### Directions:
1. Reproduce word for word the stretch of the American Visions commentary below from "This is a retelling" through "Jamestown Fort burning.".
2. In the American Visions commentary below, what is the rattlesnake hidden in the weeds said to symbolize?

### Document section:
★ ★ ★
American Visions
Click on the titles below to view the drawing in a separate window while reading my thoughts and comments about it.
This is a retelling of the incident by which Datura stramonium got its common name, Jimsonweed: A colonial regiment was sent to Jamestown, Virginia in 1676 to bring order to Jamestown Fort which was besieged by an uprising under Nathaniel Bacon: Bacon’s Rebellion. Reportedly, on the way to Jamestown, the soldiers accidentally ate some young shoots of Datura stramonium in the edible plants they had gathered. They soon succumbed to the effects of the psychedelic plant and were unable to proceed for several days. The plant then came to be called Jamestown Weed which was later corrupted into Jimsonweed. Each of the soldiers is shown in period garb and experiencing individual versions of their visions accompanied by different spirit animals. In the background is Jamestown Fort burning.
George Washington sits on a log divining over a headless owl on a tree stump. The original reference for the owl was a Stolas demon who appears to people in order to teach them about the power of herbal healing. Here it is a mirror of the “decapitated” tree. The image updates the “cherry tree” morality tale of GW’s youth and brings the same questions regarding ownership of the impulse to destroy into GW’s adult life. The tree in this case, however, also has agency. The pentagram above GW is a curse the tree is putting on GW: if he is going to destroy that which gives shade, he will have to be responsible for that shade. Shade I both the literal darkness cast by opaque objects as well as the “shadows of the dead”. The text ‘swoosh’ is a description of GW’s vision of death and resurrection his response to the curse. Hidden in the weeds is a rattlesnake, a symbol of the young America’s fierce independence. An animal that does not attack unprovoked but once engaged never surrenders.
★ ★ ★
### Dataset excerpt:
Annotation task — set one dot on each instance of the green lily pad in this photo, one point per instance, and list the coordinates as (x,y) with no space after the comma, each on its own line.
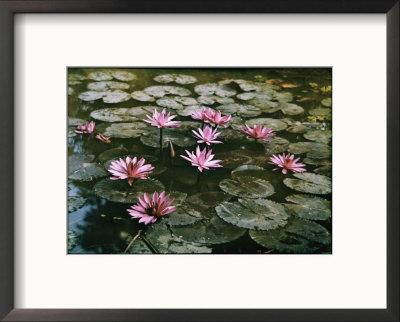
★ ★ ★
### Responses per task:
1.
This is a retelling of the incident by which Datura stramonium got its common name, Jimsonweed: A colonial regiment was sent to Jamestown, Virginia in 1676 to bring order to Jamestown Fort which was besieged by an uprising under Nathaniel Bacon: Bacon’s Rebellion. Reportedly, on the way to Jamestown, the soldiers accidentally ate some young shoots of Datura stramonium in the edible plants they had gathered. They soon succumbed to the effects of the psychedelic plant and were unable to proceed for several days. The plant then came to be called Jamestown Weed which was later corrupted into Jimsonweed. Each of the soldiers is shown in period garb and experiencing individual versions of their visions accompanied by different spirit animals. In the background is Jamestown Fort burning.

2. The young America's fierce independence.